## GOAL
Please render the records below as a Markdown table with two columns, Row and Line, giving each non-blank line its own numbered row and leaving the pictures out.

## DATASET RECORDS

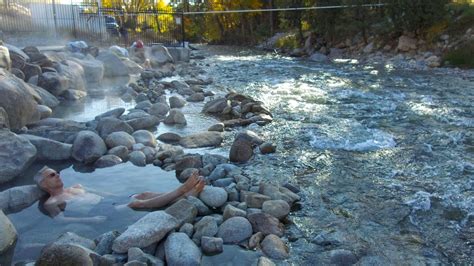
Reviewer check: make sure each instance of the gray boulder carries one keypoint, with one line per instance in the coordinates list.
(17, 198)
(213, 196)
(175, 116)
(48, 149)
(235, 230)
(181, 250)
(8, 237)
(144, 137)
(88, 147)
(18, 99)
(202, 139)
(16, 154)
(146, 231)
(119, 138)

## ANSWER TO THIS PROBLEM
| Row | Line |
|---|---|
| 1 | Reviewer check: make sure each instance of the gray boulder carries one keypoint, with one line per instance in the coordinates list. |
| 2 | (17, 198) |
| 3 | (213, 196) |
| 4 | (175, 116) |
| 5 | (48, 149) |
| 6 | (235, 230) |
| 7 | (181, 250) |
| 8 | (8, 237) |
| 9 | (144, 137) |
| 10 | (88, 147) |
| 11 | (18, 99) |
| 12 | (202, 139) |
| 13 | (16, 154) |
| 14 | (146, 231) |
| 15 | (119, 138) |